• Text segment
****
An outside evaluation is the best way to determine if residents — especially in lower-income neighborhoods where people are more likely to be underinsured or uninsured — are getting the help they need.

Another crucial step will be identifying ways to continue funding mental health services once the city’s pandemic money runs out. Since 2019, the city’s budget for mental health services has increased substantially, from $12 million to $89 million — a good chunk of that made possible with federal pandemic aid.

City officials say there’s enough money to keep the mental health plan operating for the next four years. Beyond that, the hope is that additional money from the city, and from higher Medicaid reimbursements to community partners, will keep the network afloat.

Who’s been helped

So far, the numbers are a positive sign. More than 73,000 Chicagoans — including nearly 14,000 children — received city-funded mental health services in 2022, compared with just 3,651 residents (and no children) in 2019.

In addition, the recent debut of the city’s new 211 phone line is another good sign. Chicago had been the only major city without a 211 number for residents to call for referrals to mental health and social services, such as housing or food assistance.

Now, any resident of Chicago and Cook County can dial 211 to get help, 24 hours a day, seven days a week. Residents can also reach someone by texting their ZIP code to 898211 or can do their own social service agency search by going to 211MetroChicago.org.

“If they are looking for food, they can get connected to the right pantry. But we can also ask them, do you need help with your utilities, do you need help with your rent?” said Sean Garrett, president and CEO of United Way of Metro Chicago, which launched 211 with the city, Cook County and several philanthropic organizations.

Partnerships like these are a positive step — because as a city, we must work together to help those in need.
****
• Provided records
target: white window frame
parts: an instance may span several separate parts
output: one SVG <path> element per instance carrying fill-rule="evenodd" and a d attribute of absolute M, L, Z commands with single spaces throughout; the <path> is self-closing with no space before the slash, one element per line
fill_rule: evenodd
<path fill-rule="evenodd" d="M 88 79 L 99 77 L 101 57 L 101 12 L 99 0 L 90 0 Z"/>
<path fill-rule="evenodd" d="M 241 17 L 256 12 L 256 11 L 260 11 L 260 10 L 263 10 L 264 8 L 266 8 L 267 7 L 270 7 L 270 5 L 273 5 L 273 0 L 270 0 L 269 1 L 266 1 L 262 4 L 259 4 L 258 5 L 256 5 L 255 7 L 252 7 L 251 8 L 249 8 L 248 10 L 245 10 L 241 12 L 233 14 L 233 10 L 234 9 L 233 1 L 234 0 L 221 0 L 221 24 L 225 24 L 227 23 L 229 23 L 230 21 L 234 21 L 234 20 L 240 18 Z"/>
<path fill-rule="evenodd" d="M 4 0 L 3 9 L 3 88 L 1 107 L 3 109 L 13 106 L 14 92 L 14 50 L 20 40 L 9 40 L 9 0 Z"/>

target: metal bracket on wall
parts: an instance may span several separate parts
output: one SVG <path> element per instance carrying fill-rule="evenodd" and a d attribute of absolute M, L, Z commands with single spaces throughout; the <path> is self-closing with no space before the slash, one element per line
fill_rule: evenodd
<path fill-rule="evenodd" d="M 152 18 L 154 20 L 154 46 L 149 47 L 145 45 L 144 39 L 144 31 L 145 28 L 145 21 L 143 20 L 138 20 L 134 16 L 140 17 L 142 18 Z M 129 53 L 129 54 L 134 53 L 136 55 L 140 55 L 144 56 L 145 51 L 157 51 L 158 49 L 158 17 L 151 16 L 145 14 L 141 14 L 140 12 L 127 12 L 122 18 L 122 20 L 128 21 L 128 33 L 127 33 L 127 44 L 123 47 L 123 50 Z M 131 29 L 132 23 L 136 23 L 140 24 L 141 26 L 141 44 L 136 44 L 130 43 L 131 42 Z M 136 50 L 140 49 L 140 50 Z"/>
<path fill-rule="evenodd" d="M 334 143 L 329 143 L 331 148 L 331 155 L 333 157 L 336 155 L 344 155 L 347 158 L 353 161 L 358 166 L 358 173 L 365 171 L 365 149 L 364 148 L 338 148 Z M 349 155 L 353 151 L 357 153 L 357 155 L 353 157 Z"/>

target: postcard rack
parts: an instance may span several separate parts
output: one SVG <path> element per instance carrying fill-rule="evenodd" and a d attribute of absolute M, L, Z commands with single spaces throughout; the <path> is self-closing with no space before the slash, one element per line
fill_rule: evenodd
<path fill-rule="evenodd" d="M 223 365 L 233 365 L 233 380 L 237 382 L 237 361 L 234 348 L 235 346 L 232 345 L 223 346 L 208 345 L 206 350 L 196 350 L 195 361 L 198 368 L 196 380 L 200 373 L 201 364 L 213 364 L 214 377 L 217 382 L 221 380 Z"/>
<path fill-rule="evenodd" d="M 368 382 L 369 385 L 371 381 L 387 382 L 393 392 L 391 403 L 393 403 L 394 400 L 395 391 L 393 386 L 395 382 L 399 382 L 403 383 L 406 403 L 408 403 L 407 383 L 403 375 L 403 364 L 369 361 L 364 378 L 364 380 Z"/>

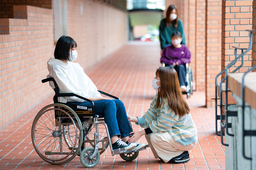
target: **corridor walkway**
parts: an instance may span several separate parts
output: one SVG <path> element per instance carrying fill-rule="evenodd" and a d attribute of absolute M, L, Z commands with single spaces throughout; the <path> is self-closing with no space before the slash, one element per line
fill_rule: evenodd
****
• Things to do
(1) Reproduce the stretch of the Chicago mental health text from "In addition, the" through "or food assistance." word for word.
(2) In the Chicago mental health text, how many children received city-funded mental health services in 2022?

• Solutions to the exercise
(1)
In addition, the recent debut of the city’s new 211 phone line is another good sign. Chicago had been the only major city without a 211 number for residents to call for referrals to mental health and social services, such as housing or food assistance.

(2) Nearly 14,000 children.